RECORDS PROVIDED:
■ ■ ■ ■ ■ ■ ■
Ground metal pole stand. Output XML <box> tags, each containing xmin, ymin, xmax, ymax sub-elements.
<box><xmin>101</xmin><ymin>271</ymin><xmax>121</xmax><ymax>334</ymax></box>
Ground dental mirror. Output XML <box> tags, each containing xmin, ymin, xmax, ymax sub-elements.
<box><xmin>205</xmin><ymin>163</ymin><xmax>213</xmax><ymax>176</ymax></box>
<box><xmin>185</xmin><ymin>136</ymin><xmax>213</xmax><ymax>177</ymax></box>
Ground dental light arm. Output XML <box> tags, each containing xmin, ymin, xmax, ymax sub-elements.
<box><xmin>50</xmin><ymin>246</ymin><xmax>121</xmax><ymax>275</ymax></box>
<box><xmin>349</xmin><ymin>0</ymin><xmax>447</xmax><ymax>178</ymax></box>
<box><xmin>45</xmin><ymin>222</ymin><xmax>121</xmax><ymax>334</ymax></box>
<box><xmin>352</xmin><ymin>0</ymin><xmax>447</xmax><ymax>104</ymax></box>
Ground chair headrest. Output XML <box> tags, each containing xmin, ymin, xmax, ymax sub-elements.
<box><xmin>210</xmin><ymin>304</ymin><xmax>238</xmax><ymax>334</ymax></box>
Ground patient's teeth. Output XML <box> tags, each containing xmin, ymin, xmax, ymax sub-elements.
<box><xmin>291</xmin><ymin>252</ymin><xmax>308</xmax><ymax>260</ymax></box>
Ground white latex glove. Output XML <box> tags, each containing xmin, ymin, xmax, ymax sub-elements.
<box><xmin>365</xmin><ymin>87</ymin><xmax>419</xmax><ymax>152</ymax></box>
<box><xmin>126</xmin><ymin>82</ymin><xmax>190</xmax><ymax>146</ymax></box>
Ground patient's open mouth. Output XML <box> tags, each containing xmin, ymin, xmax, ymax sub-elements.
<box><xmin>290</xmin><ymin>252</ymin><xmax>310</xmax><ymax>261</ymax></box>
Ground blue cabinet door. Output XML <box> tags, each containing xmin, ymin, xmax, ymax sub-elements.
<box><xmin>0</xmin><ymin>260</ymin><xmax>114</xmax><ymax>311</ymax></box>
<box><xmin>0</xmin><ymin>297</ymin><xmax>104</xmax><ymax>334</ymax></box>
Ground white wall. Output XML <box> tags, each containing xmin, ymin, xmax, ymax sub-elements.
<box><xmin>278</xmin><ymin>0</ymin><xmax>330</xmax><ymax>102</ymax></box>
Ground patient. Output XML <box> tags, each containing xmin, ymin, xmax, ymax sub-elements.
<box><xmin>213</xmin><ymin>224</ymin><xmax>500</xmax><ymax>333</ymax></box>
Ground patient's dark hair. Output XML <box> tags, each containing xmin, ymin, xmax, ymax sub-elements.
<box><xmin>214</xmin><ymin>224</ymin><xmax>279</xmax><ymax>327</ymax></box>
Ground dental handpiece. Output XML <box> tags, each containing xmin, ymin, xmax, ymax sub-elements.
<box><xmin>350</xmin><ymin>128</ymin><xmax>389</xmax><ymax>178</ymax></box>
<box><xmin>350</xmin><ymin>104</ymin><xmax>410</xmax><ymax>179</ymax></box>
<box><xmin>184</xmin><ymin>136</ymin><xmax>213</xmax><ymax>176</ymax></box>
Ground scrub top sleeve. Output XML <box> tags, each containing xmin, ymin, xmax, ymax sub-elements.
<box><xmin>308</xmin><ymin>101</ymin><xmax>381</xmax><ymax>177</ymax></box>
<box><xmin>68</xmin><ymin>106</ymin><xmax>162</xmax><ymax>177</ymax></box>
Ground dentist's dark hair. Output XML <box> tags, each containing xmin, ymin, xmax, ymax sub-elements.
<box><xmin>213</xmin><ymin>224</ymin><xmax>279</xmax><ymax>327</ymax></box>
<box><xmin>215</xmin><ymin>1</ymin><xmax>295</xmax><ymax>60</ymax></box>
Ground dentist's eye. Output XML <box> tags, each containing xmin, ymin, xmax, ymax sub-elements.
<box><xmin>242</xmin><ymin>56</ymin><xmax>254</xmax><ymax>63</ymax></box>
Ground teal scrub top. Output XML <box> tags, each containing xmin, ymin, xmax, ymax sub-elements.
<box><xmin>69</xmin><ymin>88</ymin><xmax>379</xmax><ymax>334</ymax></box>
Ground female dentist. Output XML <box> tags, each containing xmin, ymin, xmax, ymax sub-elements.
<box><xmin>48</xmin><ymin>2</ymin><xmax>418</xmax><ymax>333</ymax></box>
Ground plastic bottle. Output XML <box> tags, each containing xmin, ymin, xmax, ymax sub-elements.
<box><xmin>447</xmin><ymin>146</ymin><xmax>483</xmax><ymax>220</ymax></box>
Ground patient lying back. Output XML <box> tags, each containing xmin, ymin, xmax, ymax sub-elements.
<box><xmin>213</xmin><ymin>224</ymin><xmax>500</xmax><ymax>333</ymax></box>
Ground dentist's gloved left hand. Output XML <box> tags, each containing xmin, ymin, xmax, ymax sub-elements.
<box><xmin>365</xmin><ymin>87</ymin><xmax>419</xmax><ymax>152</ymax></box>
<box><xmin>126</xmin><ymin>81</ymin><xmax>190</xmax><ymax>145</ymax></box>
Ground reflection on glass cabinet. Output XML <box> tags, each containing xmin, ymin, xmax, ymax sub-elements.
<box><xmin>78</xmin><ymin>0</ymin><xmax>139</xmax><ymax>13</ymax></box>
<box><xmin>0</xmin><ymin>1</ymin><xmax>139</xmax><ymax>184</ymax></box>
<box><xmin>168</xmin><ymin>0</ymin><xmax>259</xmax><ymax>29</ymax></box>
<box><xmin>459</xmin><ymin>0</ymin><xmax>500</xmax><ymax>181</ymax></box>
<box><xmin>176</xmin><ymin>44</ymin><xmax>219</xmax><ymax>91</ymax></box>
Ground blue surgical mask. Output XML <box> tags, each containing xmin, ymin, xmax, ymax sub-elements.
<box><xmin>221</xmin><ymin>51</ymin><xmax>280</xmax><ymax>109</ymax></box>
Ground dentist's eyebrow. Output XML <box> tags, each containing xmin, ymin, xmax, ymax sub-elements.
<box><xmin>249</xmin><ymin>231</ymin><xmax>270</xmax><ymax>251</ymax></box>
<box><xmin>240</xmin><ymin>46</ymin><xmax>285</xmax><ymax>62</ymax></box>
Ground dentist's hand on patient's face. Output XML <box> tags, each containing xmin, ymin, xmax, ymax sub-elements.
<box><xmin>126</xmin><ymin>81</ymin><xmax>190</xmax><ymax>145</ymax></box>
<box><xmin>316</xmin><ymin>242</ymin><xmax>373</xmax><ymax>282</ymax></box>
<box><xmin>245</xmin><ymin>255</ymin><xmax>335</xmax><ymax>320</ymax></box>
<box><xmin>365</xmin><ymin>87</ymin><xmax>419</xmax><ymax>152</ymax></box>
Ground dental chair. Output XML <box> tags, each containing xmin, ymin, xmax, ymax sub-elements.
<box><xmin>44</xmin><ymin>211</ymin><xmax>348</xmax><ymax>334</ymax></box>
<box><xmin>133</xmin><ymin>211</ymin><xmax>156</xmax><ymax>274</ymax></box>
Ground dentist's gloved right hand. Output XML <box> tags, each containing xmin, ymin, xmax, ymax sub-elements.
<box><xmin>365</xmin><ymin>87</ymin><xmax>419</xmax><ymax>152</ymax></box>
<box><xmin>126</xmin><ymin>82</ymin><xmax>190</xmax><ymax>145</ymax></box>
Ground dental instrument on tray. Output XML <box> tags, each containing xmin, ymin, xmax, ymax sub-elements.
■ ■ ■ ■ ■ ■ ■
TO DO:
The listing is to be retyped in full, exactly as shown.

OUTPUT OF THE TASK:
Ground metal pole stand. Output XML <box> tags, each containing xmin, ymin, xmax, ymax sub-elements.
<box><xmin>101</xmin><ymin>271</ymin><xmax>121</xmax><ymax>334</ymax></box>
Ground dental mirror. Output XML <box> tags, each containing xmin, ymin, xmax, ymax sub-elements.
<box><xmin>205</xmin><ymin>163</ymin><xmax>213</xmax><ymax>176</ymax></box>
<box><xmin>185</xmin><ymin>136</ymin><xmax>213</xmax><ymax>177</ymax></box>
Ground dental light arm. Output XML <box> tags, each containing xmin, ymin, xmax, ymax sub-elements.
<box><xmin>50</xmin><ymin>246</ymin><xmax>121</xmax><ymax>275</ymax></box>
<box><xmin>349</xmin><ymin>0</ymin><xmax>447</xmax><ymax>178</ymax></box>
<box><xmin>45</xmin><ymin>222</ymin><xmax>121</xmax><ymax>334</ymax></box>
<box><xmin>352</xmin><ymin>0</ymin><xmax>447</xmax><ymax>104</ymax></box>
Ground chair headrest. Output XML <box> tags, each containing xmin, ymin, xmax, ymax sub-elements.
<box><xmin>210</xmin><ymin>304</ymin><xmax>238</xmax><ymax>334</ymax></box>
Ground patient's teeth. Output XML <box> tags, each containing xmin, ymin, xmax, ymax sub-elements.
<box><xmin>291</xmin><ymin>252</ymin><xmax>308</xmax><ymax>260</ymax></box>
Ground white latex glove. Output XML <box> tags, each containing xmin, ymin, xmax, ymax sub-elements.
<box><xmin>365</xmin><ymin>87</ymin><xmax>419</xmax><ymax>152</ymax></box>
<box><xmin>126</xmin><ymin>82</ymin><xmax>190</xmax><ymax>146</ymax></box>
Ground patient's open mouth. Output XML <box> tags, each containing xmin, ymin, xmax, ymax sub-elements.
<box><xmin>290</xmin><ymin>252</ymin><xmax>310</xmax><ymax>261</ymax></box>
Ground blue cabinet door. Output XML <box> tags, each containing xmin, ymin, xmax, ymax sub-elements.
<box><xmin>0</xmin><ymin>260</ymin><xmax>114</xmax><ymax>311</ymax></box>
<box><xmin>0</xmin><ymin>297</ymin><xmax>104</xmax><ymax>334</ymax></box>
Ground white wall. Output XML <box> tags, each containing xmin, ymin, xmax, ymax sub-elements.
<box><xmin>278</xmin><ymin>0</ymin><xmax>330</xmax><ymax>102</ymax></box>
Ground patient. Output XML <box> tags, each containing xmin, ymin, xmax, ymax sub-elements.
<box><xmin>213</xmin><ymin>224</ymin><xmax>500</xmax><ymax>333</ymax></box>
Ground patient's dark hair. Output XML <box> tags, each containing xmin, ymin, xmax, ymax sub-elements.
<box><xmin>214</xmin><ymin>224</ymin><xmax>279</xmax><ymax>327</ymax></box>
Ground dental handpiece. Output XML <box> tags, each containing xmin, ymin, xmax, ymax sub-elements.
<box><xmin>350</xmin><ymin>128</ymin><xmax>389</xmax><ymax>178</ymax></box>
<box><xmin>350</xmin><ymin>104</ymin><xmax>410</xmax><ymax>179</ymax></box>
<box><xmin>184</xmin><ymin>136</ymin><xmax>213</xmax><ymax>176</ymax></box>
Ground scrub top sleeve. Output XML <box> tags, each containing xmin, ymin, xmax, ymax sub-elements.
<box><xmin>308</xmin><ymin>101</ymin><xmax>381</xmax><ymax>177</ymax></box>
<box><xmin>68</xmin><ymin>106</ymin><xmax>162</xmax><ymax>177</ymax></box>
Ground dentist's dark hair. Output XML <box> tags, each containing xmin, ymin, xmax, ymax sub-elements.
<box><xmin>213</xmin><ymin>224</ymin><xmax>279</xmax><ymax>327</ymax></box>
<box><xmin>215</xmin><ymin>1</ymin><xmax>295</xmax><ymax>60</ymax></box>
Ground dentist's eye. Output XML <box> tags, each containing xmin, ymin, xmax, ymax sub-elements.
<box><xmin>242</xmin><ymin>56</ymin><xmax>254</xmax><ymax>63</ymax></box>
Ground teal scrub top. Output XML <box> tags, each containing xmin, ymin, xmax, ymax sub-elements.
<box><xmin>69</xmin><ymin>88</ymin><xmax>379</xmax><ymax>334</ymax></box>
Ground female dentist. Output XML <box> tags, each containing xmin, ymin, xmax, ymax sub-elements.
<box><xmin>48</xmin><ymin>2</ymin><xmax>418</xmax><ymax>333</ymax></box>
Ground plastic bottle. Output XML <box> tags, each containing xmin, ymin, xmax, ymax sub-elements.
<box><xmin>447</xmin><ymin>146</ymin><xmax>483</xmax><ymax>220</ymax></box>
Ground patient lying back. Output XML <box> tags, each containing xmin, ymin, xmax, ymax sub-elements.
<box><xmin>213</xmin><ymin>224</ymin><xmax>500</xmax><ymax>333</ymax></box>
Ground dentist's gloved left hand. Output XML <box> tags, each containing xmin, ymin, xmax, ymax sub-elements.
<box><xmin>365</xmin><ymin>87</ymin><xmax>419</xmax><ymax>152</ymax></box>
<box><xmin>126</xmin><ymin>81</ymin><xmax>190</xmax><ymax>145</ymax></box>
Ground reflection on glass cabinet. Output XML <box> tags, each containing xmin, ymin, xmax, ymax sub-elements.
<box><xmin>78</xmin><ymin>0</ymin><xmax>139</xmax><ymax>13</ymax></box>
<box><xmin>0</xmin><ymin>1</ymin><xmax>139</xmax><ymax>184</ymax></box>
<box><xmin>168</xmin><ymin>0</ymin><xmax>259</xmax><ymax>29</ymax></box>
<box><xmin>459</xmin><ymin>0</ymin><xmax>500</xmax><ymax>181</ymax></box>
<box><xmin>176</xmin><ymin>44</ymin><xmax>219</xmax><ymax>91</ymax></box>
Ground blue surgical mask. Output XML <box> tags, each containing xmin, ymin, xmax, ymax sub-elements.
<box><xmin>221</xmin><ymin>51</ymin><xmax>280</xmax><ymax>109</ymax></box>
Ground dentist's eyebrow. Output XML <box> tags, each containing xmin, ymin, xmax, ymax sub-elements.
<box><xmin>249</xmin><ymin>231</ymin><xmax>270</xmax><ymax>251</ymax></box>
<box><xmin>240</xmin><ymin>46</ymin><xmax>285</xmax><ymax>62</ymax></box>
Ground dentist's hand on patient's face. Output XML <box> tags, each containing xmin, ymin, xmax, ymax sub-elements.
<box><xmin>126</xmin><ymin>81</ymin><xmax>190</xmax><ymax>145</ymax></box>
<box><xmin>316</xmin><ymin>242</ymin><xmax>373</xmax><ymax>282</ymax></box>
<box><xmin>245</xmin><ymin>255</ymin><xmax>335</xmax><ymax>320</ymax></box>
<box><xmin>365</xmin><ymin>87</ymin><xmax>419</xmax><ymax>152</ymax></box>
Ground dental chair. Output XML <box> tags, each containing xmin, ymin, xmax, ymax sub-elements.
<box><xmin>44</xmin><ymin>211</ymin><xmax>348</xmax><ymax>334</ymax></box>
<box><xmin>133</xmin><ymin>211</ymin><xmax>156</xmax><ymax>274</ymax></box>
Ground dentist's gloved right hand. Output XML <box> tags, each containing xmin, ymin, xmax, ymax sub-elements.
<box><xmin>365</xmin><ymin>87</ymin><xmax>419</xmax><ymax>152</ymax></box>
<box><xmin>126</xmin><ymin>82</ymin><xmax>190</xmax><ymax>145</ymax></box>
Ground dental instrument on tray. Output XML <box> tags, each containing xmin, ymin, xmax, ymax sub-elements.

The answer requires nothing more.